Why a fund-focused tax lawyer is relevant to fleets
Jason P. Traue is a Boston-based partner at Morgan, Lewis & Bockius whose practice centers on federal tax issues for registered and private investment funds, including work with master limited partnership (MLP) funds, exchange-traded funds (ETFs), and complex cross-border structures. His background also includes obtaining IRS rulings and advising on FATCA—experience that often shows up in National Law Review bylines on fund taxation topics. For trucking companies that park cash in mutual funds or ETFs, or that participate in cross-border joint ventures, the rules Traue navigates—PFICs (passive foreign investment companies) and CFCs (controlled foreign corporations)—can quietly affect tax bills and reporting.
The issue in a nutshell
U.S. investors frequently gain foreign or commodity exposure through regulated investment companies (RICs)—think mutual funds or ETFs. In 2016, Treasury and the IRS proposed rules that would have made it harder for RICs to count certain “deemed income” from CFCs and PFICs toward the 90% qualifying income test, unless those foreign entities also made matching cash distributions. That raised alarms across the fund industry because it could have forced portfolio changes or limited commodity strategies often accessed through offshore subsidiaries.

What you are asked to do
Copy the entire text on fund taxation and trucking fleets word for word.

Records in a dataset
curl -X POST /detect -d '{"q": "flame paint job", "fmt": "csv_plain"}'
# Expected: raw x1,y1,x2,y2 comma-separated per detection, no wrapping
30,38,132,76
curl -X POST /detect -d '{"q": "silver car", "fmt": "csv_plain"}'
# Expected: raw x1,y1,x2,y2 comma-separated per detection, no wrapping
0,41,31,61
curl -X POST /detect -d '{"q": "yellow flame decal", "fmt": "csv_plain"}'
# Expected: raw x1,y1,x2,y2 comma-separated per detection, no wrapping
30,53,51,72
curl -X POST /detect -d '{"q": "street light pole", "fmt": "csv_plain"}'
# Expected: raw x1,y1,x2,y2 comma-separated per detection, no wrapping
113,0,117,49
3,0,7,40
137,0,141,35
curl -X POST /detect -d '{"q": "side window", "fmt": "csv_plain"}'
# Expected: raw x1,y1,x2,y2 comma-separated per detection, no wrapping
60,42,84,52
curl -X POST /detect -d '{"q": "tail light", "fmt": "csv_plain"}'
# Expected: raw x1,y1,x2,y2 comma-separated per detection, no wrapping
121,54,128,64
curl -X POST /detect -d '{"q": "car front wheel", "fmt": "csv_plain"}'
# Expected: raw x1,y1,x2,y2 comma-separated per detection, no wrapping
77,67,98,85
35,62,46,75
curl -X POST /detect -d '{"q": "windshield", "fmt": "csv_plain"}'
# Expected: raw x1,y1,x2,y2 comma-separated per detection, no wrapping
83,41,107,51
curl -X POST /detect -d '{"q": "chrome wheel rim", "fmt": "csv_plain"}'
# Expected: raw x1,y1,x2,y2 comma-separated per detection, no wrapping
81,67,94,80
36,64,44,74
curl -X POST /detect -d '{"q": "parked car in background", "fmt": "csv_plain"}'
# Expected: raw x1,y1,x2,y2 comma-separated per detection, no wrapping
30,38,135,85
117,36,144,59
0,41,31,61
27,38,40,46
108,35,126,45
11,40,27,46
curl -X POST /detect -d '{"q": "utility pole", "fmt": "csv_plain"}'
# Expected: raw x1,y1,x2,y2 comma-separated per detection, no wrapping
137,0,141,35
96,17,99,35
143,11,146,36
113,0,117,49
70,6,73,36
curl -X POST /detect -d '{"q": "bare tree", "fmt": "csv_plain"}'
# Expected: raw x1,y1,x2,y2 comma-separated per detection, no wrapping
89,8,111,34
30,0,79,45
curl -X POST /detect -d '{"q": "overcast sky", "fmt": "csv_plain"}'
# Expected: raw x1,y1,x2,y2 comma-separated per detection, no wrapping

Output of the exercise
Why a fund-focused tax lawyer is relevant to fleets
Jason P. Traue is a Boston-based partner at Morgan, Lewis & Bockius whose practice centers on federal tax issues for registered and private investment funds, including work with master limited partnership (MLP) funds, exchange-traded funds (ETFs), and complex cross-border structures. His background also includes obtaining IRS rulings and advising on FATCA—experience that often shows up in National Law Review bylines on fund taxation topics. For trucking companies that park cash in mutual funds or ETFs, or that participate in cross-border joint ventures, the rules Traue navigates—PFICs (passive foreign investment companies) and CFCs (controlled foreign corporations)—can quietly affect tax bills and reporting.
The issue in a nutshell
U.S. investors frequently gain foreign or commodity exposure through regulated investment companies (RICs)—think mutual funds or ETFs. In 2016, Treasury and the IRS proposed rules that would have made it harder for RICs to count certain “deemed income” from CFCs and PFICs toward the 90% qualifying income test, unless those foreign entities also made matching cash distributions. That raised alarms across the fund industry because it could have forced portfolio changes or limited commodity strategies often accessed through offshore subsidiaries.